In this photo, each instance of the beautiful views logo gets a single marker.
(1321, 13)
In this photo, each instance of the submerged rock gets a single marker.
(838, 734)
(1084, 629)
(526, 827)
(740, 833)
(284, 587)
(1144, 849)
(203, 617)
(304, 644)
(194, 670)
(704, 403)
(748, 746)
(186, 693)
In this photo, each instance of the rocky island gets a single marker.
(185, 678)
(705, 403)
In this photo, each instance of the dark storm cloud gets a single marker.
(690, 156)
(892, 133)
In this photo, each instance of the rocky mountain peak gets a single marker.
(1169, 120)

--

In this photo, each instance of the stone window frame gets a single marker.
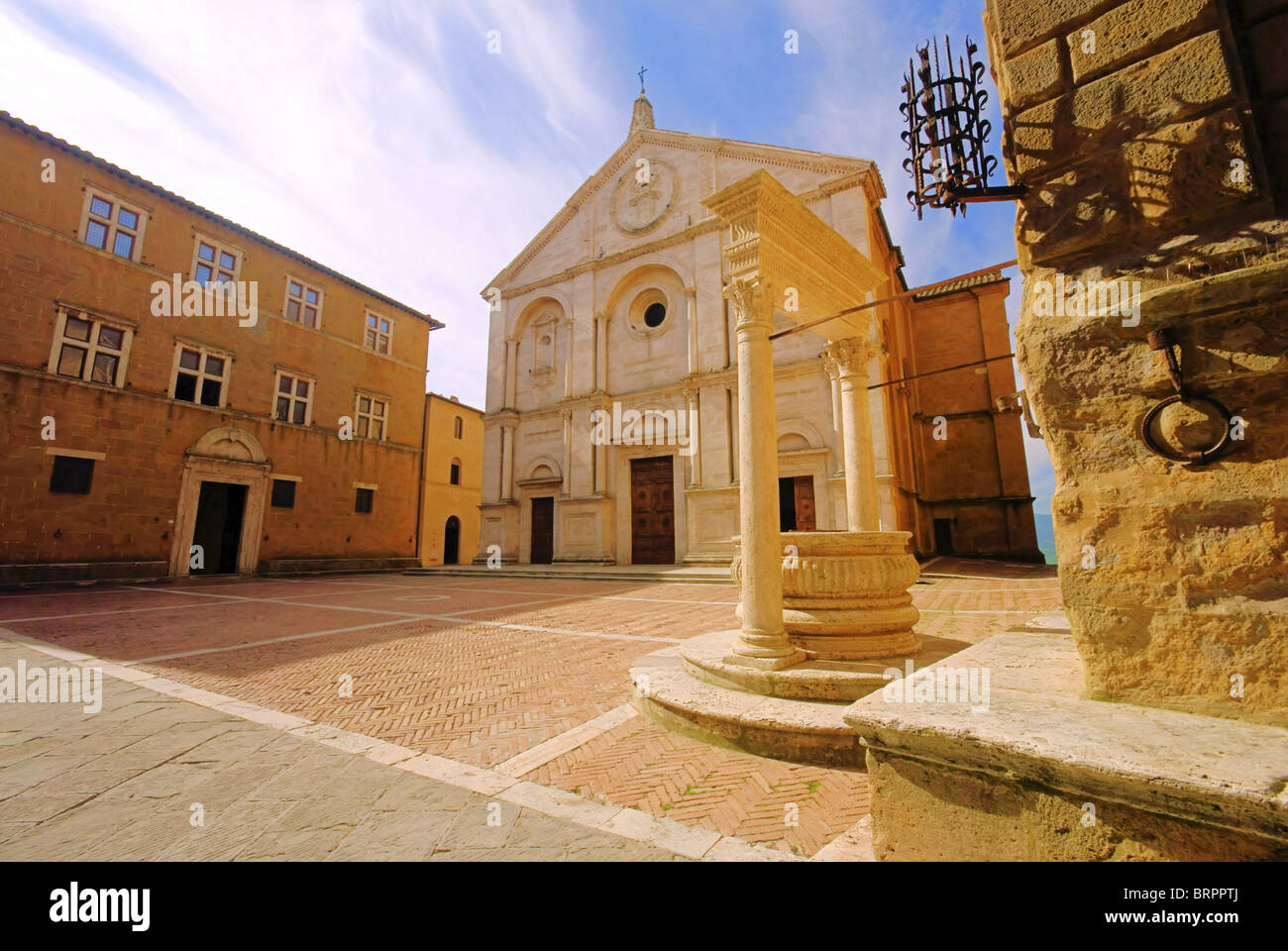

▸ Required task
Reproduce the records starting at the line that contains "In this photo, each instance of the submerged" and stopping after the line that contains "(1169, 120)", with "rocky" swapped for "craggy" and nothing else changed.

▸ Correct answer
In this photo, each instance of the submerged rock gets a single marker.
(838, 734)
(1084, 629)
(526, 827)
(740, 833)
(284, 587)
(1144, 849)
(203, 617)
(304, 644)
(194, 670)
(704, 403)
(748, 746)
(186, 693)
In this photo, each instance of the craggy island gets a single marker.
(185, 678)
(705, 403)
In this photo, each instance of the dark storm cloud gets a single marker.
(690, 156)
(892, 133)
In this photo, each instance of the craggy mountain peak gets a single marker.
(1169, 120)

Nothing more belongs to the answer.